Task to carry out:
Every line of the records that holds the word "neck" should be copied.

Provided records:
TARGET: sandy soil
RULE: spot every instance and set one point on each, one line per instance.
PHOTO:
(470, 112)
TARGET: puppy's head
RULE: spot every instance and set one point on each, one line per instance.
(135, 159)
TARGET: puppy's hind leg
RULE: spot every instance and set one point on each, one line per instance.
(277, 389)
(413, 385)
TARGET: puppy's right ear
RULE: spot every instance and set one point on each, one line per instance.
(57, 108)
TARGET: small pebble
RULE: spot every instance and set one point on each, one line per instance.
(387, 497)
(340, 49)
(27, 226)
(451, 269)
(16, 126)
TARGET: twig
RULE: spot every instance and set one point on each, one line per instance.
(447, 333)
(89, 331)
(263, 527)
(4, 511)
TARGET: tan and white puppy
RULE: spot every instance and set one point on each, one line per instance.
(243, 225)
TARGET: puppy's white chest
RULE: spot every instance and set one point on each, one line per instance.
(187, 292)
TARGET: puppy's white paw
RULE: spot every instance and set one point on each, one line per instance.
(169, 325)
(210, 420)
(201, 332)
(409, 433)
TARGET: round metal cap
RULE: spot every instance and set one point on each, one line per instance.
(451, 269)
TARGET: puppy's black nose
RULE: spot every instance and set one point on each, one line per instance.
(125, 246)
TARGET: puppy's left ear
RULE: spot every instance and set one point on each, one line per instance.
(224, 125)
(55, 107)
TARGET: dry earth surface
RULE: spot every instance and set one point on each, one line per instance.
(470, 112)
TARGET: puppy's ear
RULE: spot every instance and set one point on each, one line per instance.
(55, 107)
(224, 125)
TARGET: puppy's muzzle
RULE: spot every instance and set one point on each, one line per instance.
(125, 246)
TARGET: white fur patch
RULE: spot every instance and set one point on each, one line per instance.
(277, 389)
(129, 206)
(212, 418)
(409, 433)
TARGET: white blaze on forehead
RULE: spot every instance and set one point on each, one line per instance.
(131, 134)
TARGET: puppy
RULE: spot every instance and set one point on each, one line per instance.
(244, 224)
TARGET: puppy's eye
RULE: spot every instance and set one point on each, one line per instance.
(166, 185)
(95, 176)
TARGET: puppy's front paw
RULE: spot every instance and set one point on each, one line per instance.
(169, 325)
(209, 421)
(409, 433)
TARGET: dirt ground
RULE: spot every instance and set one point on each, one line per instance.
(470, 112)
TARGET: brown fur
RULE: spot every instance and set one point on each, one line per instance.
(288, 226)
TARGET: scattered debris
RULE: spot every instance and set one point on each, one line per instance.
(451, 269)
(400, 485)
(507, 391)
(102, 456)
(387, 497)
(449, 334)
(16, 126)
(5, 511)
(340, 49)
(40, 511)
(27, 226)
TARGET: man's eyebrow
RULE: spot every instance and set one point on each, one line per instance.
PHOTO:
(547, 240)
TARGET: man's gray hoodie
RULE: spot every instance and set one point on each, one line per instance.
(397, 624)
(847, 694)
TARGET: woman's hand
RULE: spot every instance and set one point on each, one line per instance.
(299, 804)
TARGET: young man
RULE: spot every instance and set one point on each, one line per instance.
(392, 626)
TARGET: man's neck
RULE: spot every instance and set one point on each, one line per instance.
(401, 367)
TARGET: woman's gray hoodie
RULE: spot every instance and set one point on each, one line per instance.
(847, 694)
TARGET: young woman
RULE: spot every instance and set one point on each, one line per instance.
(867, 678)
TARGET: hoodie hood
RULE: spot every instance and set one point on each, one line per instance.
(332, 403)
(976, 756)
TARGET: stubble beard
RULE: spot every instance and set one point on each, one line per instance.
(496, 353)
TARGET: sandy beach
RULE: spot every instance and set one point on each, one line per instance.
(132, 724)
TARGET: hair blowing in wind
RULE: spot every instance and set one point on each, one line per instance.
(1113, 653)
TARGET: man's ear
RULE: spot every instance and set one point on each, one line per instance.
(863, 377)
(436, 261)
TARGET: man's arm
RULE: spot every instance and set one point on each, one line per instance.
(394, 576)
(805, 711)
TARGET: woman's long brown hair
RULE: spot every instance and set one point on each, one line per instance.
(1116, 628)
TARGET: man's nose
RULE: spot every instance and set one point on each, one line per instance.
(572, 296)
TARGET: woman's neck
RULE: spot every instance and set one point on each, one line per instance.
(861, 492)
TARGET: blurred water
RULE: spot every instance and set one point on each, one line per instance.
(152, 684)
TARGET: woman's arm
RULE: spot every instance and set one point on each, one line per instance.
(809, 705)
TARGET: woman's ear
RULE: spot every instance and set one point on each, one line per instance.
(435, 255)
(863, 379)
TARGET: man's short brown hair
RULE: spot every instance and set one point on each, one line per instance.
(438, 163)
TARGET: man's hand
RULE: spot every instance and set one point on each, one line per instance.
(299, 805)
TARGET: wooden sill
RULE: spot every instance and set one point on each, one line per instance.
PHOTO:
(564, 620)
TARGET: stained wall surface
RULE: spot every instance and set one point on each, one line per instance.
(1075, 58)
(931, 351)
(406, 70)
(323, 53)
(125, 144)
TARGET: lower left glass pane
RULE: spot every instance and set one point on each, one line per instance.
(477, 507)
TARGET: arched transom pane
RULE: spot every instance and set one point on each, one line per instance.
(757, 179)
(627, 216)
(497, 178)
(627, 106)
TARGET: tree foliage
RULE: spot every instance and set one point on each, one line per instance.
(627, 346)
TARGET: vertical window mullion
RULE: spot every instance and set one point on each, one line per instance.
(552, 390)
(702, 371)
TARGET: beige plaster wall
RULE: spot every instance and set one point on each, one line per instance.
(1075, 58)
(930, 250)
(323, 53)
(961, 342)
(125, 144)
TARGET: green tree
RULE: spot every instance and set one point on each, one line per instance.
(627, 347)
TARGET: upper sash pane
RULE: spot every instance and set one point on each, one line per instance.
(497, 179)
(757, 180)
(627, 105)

Result of the task:
TARGET: man's neck
TARGET: woman's neck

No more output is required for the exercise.